§ PROBLEM STATEMENT
Search the records below for "this"; copy each line that has it.

(Natural-language object grounding data)
##########

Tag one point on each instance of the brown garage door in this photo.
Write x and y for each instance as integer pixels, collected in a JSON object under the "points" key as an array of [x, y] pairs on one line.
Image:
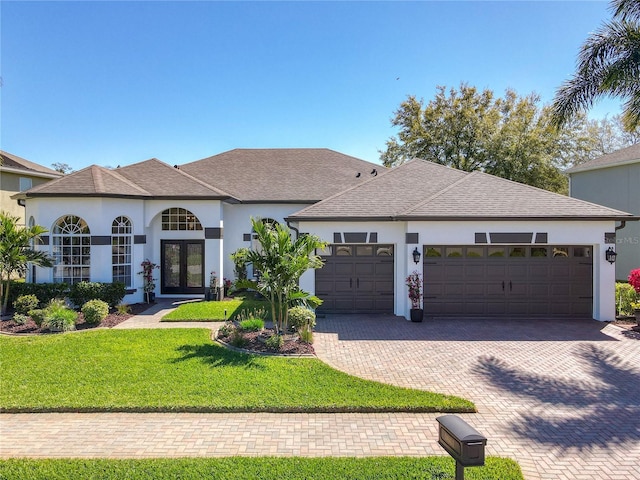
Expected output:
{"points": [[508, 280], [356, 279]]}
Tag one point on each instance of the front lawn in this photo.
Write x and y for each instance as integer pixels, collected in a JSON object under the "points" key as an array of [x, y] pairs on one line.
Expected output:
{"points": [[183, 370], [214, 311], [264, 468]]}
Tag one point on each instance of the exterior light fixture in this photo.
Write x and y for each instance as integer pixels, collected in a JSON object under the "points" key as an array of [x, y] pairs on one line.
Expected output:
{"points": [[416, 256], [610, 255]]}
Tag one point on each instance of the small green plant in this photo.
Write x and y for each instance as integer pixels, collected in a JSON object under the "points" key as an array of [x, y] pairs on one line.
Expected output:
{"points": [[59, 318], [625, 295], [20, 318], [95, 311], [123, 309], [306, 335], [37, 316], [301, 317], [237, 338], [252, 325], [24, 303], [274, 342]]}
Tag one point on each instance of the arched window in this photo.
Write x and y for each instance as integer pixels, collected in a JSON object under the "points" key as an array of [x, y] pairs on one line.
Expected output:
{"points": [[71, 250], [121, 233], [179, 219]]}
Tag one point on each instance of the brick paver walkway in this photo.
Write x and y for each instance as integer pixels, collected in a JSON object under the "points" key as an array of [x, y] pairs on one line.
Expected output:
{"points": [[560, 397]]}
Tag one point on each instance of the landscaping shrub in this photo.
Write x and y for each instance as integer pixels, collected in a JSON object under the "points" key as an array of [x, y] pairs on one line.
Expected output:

##########

§ TASK RESULT
Tag one point on each instance of the brown garage door in this photo.
Tag one point on each instance of the front lawn in this photo.
Tag one point on each instance of the exterior light fixture in this photo.
Tag one point on each instance of the small green plant in this photo.
Tag one point on each instance of the arched window in this photo.
Tag one point on each instance of the brick paver walkway in this photo.
Tag one point on each instance of the landscaping shrub in this photo.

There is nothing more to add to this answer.